PROBLEM DESCRIPTION
An exact copy of the records is required, minus the pictures they hold.

EXTRACTED ENTRIES
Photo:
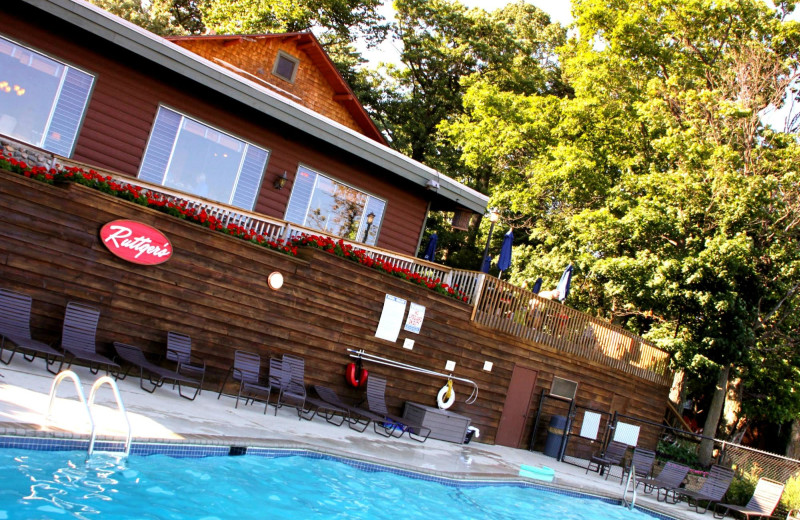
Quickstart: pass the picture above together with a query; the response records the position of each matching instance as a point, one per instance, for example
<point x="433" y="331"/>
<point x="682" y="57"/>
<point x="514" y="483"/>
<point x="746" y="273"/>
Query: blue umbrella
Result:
<point x="486" y="264"/>
<point x="563" y="284"/>
<point x="504" y="261"/>
<point x="430" y="251"/>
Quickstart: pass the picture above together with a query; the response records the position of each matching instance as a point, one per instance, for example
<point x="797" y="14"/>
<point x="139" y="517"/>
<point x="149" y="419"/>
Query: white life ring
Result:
<point x="440" y="399"/>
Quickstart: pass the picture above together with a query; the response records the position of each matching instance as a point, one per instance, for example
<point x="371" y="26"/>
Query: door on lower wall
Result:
<point x="516" y="408"/>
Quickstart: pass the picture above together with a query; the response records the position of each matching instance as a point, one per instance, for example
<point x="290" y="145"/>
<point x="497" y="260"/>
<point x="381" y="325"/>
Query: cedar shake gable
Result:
<point x="316" y="83"/>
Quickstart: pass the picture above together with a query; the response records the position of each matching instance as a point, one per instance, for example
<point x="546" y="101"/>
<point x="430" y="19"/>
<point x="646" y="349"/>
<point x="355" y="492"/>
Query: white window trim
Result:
<point x="286" y="55"/>
<point x="212" y="127"/>
<point x="79" y="126"/>
<point x="334" y="179"/>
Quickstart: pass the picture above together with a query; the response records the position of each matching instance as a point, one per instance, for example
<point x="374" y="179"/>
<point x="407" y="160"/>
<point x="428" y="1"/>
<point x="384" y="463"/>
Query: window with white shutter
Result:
<point x="322" y="203"/>
<point x="190" y="156"/>
<point x="42" y="101"/>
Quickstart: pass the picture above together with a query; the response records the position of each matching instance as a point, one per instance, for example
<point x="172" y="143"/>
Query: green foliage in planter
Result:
<point x="680" y="451"/>
<point x="791" y="495"/>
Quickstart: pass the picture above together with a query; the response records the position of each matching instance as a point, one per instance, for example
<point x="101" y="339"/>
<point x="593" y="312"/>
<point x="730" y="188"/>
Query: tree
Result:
<point x="658" y="179"/>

SOLUTION TO THIS PROBLEM
Photo:
Quickstart: pass the picture above together with a query; the response records the position of each matching instance as a point, one per instance, for example
<point x="433" y="331"/>
<point x="682" y="57"/>
<point x="514" y="483"/>
<point x="746" y="273"/>
Query: blue umbrella
Result:
<point x="486" y="264"/>
<point x="563" y="284"/>
<point x="504" y="261"/>
<point x="430" y="251"/>
Quickstart: pass the picture above together with a query; the response records the position of each matching instance as a point, one per instance, for example
<point x="797" y="14"/>
<point x="139" y="517"/>
<point x="149" y="419"/>
Query: white life ring
Result:
<point x="440" y="399"/>
Quickstart: pass the picture above together with a query; the response records the position of each matching instance as a point, one per instance, for example
<point x="371" y="26"/>
Query: door on lower wall
Result:
<point x="516" y="408"/>
Quickstart: pass the picture above together with a query; the response records the position of each matching instance as a point, one per instance, for example
<point x="290" y="145"/>
<point x="497" y="260"/>
<point x="381" y="325"/>
Query: cedar shake gable
Result:
<point x="316" y="83"/>
Quickstart: pass the picture above together with a query; the response records the position of each matching instance as a point, one per instance, for example
<point x="546" y="101"/>
<point x="430" y="19"/>
<point x="646" y="349"/>
<point x="355" y="492"/>
Query: white window trim
Result:
<point x="286" y="55"/>
<point x="212" y="127"/>
<point x="79" y="126"/>
<point x="334" y="179"/>
Quickstart: pass the picture above together with a query; the response records the position of each matching instance as a point, one per instance, for example
<point x="374" y="179"/>
<point x="407" y="160"/>
<point x="428" y="1"/>
<point x="384" y="463"/>
Query: window with white shutter
Result:
<point x="322" y="203"/>
<point x="190" y="156"/>
<point x="42" y="101"/>
Quickstart: pass the picture above together with a query; the response records the position of each matching instance as a point, one per instance, for example
<point x="172" y="143"/>
Query: green foliage in planter
Result:
<point x="680" y="451"/>
<point x="791" y="495"/>
Quickstart: pass the picture above together with a query; the response records the position of each matching instance as a point, one per instance, for example
<point x="101" y="339"/>
<point x="593" y="312"/>
<point x="730" y="188"/>
Query: tree
Result:
<point x="658" y="179"/>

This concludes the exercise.